Update the desert fox account from "A sounder of" up to and including "a bullet train.", putting "cheetah" wherever "bullet train" appears.

# [Provided passage]
★ ★ ★ ★ ★ ★ ★

Spotting White-footed fox or Desert Fox in this secret location was definitely the highlight of our Jorbeed trip. After a long day of shoot at the Jorbeer Conservation reserve, our birding guide took us to this secret place in the hope of showing us the desert fox. Our guide asked us to sit under a shade near a large watering hole and wait for spotting the White-footed fox or Desert Fox to appear.

It is very rare to spot the desert fox in wild. This is why we were so excited. Our guide knows exactly when the desert fox will come every evening to drink water from the pond. We excitedly waited as the elusive fox tested our patience. The scientific name of White-footed fox or Desert Fox is Vulpes vulpes pusilla.

Birds we saw

As we waited for the desert fox, several other animals and birds showed up. We saw jacanas, 5-6 grey francolins and a large group of Eurasian Collared Doves. Surprisingly all the birds, except the doves walked very closely to where we were sitting.

Spotting Wild Boars

A sounder of wild boars were the first mammals who showed up at the watering hole or lake. We sat silently. Initially, the wild boars didn’t notice our presence but soon they did and ran away.

Spotting Chinkara

What came next took our breath away. A lone Chinkara, also known as Indian gazelle or Gazella bennettii was standing right behind us. Indian gazelle or Chinkara is found in Asian nations such as India, Afghanistan, Pakistan and even as far as Iran. Like the wild boars, even the Chinkara didn’t feel our presence initially, but the moment he sensed that we were lurking around, he ran perhaps faster than a bullet train.

★ ★ ★ ★ ★ ★ ★

# [Supplied data]

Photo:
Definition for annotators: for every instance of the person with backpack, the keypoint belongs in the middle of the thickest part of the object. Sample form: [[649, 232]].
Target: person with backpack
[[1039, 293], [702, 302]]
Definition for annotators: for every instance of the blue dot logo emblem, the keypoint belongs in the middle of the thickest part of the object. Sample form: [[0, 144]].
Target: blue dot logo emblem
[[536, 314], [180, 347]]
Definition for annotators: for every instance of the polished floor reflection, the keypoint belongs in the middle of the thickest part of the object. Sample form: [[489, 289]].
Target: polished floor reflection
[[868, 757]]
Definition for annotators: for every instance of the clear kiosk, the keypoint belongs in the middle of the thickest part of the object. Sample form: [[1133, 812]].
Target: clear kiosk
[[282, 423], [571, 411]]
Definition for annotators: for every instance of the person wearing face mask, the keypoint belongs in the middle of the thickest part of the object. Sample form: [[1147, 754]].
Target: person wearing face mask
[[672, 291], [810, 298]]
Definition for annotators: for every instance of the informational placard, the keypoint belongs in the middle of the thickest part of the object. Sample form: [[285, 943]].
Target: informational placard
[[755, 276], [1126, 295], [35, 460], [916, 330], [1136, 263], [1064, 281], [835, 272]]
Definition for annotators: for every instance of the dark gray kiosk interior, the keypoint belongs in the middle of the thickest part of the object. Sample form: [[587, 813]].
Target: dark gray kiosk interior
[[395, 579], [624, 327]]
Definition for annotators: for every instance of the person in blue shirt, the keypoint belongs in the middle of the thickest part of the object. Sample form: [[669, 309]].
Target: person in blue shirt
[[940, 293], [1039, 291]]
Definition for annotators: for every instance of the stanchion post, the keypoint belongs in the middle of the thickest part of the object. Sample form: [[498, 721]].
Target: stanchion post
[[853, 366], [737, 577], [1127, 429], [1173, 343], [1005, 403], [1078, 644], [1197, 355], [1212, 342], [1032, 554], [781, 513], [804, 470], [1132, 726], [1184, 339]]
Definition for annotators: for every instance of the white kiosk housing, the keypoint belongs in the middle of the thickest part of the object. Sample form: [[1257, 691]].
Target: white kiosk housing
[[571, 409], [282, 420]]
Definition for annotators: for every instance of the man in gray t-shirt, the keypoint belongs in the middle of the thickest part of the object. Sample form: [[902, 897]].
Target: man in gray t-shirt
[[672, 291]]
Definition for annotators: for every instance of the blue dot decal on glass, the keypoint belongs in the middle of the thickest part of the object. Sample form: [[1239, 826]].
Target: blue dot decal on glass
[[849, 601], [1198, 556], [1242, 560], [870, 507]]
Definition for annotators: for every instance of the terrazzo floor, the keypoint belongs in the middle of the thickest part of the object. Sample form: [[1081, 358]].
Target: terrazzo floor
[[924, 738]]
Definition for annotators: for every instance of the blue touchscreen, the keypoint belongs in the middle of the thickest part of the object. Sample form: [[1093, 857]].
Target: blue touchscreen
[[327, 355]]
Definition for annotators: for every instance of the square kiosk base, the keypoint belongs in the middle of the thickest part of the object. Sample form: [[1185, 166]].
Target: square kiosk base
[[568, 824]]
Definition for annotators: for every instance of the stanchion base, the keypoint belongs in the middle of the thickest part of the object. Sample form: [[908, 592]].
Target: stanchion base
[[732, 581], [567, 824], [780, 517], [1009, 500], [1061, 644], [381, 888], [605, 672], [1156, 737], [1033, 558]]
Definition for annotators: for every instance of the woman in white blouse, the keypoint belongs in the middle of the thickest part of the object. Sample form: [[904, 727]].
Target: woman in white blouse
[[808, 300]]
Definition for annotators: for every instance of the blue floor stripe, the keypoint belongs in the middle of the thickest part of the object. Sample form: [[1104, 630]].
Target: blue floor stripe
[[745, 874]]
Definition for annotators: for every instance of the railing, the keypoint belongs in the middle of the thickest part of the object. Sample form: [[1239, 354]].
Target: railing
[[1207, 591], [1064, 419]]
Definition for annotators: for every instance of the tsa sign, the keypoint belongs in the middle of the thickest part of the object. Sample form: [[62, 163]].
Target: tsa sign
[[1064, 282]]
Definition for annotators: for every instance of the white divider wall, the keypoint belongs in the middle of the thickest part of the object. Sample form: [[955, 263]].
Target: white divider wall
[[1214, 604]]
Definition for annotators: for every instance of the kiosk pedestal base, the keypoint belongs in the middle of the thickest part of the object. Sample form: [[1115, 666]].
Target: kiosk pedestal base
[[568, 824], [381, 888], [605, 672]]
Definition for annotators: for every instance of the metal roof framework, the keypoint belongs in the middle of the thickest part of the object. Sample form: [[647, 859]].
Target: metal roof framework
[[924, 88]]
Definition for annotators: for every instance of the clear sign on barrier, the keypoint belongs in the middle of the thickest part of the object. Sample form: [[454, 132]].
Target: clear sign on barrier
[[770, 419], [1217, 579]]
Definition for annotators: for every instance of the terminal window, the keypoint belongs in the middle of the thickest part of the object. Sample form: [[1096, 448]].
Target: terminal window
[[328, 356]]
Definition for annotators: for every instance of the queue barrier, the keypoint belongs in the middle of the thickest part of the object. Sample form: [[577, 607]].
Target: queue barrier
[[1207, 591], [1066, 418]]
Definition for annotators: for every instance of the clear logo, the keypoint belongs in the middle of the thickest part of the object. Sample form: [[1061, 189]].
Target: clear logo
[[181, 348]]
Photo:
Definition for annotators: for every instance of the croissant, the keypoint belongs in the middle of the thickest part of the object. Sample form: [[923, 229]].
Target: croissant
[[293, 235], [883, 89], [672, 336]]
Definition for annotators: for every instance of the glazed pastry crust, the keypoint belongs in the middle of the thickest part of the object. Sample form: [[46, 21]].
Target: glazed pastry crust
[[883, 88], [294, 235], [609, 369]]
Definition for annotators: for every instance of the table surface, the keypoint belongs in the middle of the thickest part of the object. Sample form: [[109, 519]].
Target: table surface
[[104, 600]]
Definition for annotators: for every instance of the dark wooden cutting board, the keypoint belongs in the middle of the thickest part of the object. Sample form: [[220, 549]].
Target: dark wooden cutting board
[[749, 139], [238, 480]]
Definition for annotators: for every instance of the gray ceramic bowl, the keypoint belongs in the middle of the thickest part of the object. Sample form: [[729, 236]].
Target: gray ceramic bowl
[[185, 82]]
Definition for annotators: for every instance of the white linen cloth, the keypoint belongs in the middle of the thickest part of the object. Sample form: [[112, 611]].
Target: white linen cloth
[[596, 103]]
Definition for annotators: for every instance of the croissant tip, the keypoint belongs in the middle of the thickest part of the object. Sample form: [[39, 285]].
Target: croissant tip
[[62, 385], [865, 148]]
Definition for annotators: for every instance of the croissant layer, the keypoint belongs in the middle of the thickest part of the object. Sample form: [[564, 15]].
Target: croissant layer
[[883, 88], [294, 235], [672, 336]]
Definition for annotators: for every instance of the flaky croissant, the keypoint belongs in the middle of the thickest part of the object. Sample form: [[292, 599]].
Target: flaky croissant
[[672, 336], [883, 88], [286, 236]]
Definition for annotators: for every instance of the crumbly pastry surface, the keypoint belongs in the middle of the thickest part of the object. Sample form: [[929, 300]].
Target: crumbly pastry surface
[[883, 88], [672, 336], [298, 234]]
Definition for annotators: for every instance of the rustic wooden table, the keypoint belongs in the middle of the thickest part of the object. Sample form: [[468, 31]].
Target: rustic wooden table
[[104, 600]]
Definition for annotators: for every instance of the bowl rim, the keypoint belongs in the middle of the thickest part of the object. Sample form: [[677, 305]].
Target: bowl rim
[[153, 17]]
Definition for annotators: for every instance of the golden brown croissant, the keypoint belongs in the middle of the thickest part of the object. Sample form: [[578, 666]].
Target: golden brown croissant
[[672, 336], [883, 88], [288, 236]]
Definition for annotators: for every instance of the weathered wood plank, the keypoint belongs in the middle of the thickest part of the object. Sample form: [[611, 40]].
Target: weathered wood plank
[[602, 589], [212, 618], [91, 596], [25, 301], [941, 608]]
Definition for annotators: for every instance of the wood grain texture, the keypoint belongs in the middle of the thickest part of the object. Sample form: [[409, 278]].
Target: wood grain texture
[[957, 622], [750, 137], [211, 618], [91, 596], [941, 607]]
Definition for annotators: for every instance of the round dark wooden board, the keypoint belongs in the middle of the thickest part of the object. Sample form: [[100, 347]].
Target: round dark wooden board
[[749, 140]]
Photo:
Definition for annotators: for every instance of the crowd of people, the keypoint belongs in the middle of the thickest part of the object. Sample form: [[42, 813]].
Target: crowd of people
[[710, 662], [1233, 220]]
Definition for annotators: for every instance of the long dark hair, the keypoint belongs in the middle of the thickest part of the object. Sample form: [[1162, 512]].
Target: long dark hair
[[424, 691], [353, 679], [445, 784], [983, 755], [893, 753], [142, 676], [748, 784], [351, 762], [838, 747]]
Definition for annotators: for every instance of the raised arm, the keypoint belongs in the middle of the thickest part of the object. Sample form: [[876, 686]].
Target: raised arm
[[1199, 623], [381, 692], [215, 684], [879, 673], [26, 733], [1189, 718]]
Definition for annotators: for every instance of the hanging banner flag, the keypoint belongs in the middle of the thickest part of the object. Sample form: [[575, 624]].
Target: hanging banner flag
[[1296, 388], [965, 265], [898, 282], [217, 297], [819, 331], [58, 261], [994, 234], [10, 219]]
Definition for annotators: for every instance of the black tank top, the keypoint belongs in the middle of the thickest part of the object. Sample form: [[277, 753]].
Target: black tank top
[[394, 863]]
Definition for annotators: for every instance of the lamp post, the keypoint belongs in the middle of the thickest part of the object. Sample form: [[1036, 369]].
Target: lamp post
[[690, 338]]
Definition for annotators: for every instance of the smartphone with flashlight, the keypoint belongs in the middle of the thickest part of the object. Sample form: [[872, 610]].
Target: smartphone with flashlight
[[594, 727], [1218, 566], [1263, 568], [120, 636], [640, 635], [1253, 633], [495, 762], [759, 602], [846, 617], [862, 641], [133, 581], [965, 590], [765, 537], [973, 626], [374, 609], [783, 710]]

★ ★ ★ ★ ★ ★ ★

# [Task solution]
A sounder of wild boars were the first mammals who showed up at the watering hole or lake. We sat silently. Initially, the wild boars didn’t notice our presence but soon they did and ran away.

Spotting Chinkara

What came next took our breath away. A lone Chinkara, also known as Indian gazelle or Gazella bennettii was standing right behind us. Indian gazelle or Chinkara is found in Asian nations such as India, Afghanistan, Pakistan and even as far as Iran. Like the wild boars, even the Chinkara didn’t feel our presence initially, but the moment he sensed that we were lurking around, he ran perhaps faster than a cheetah.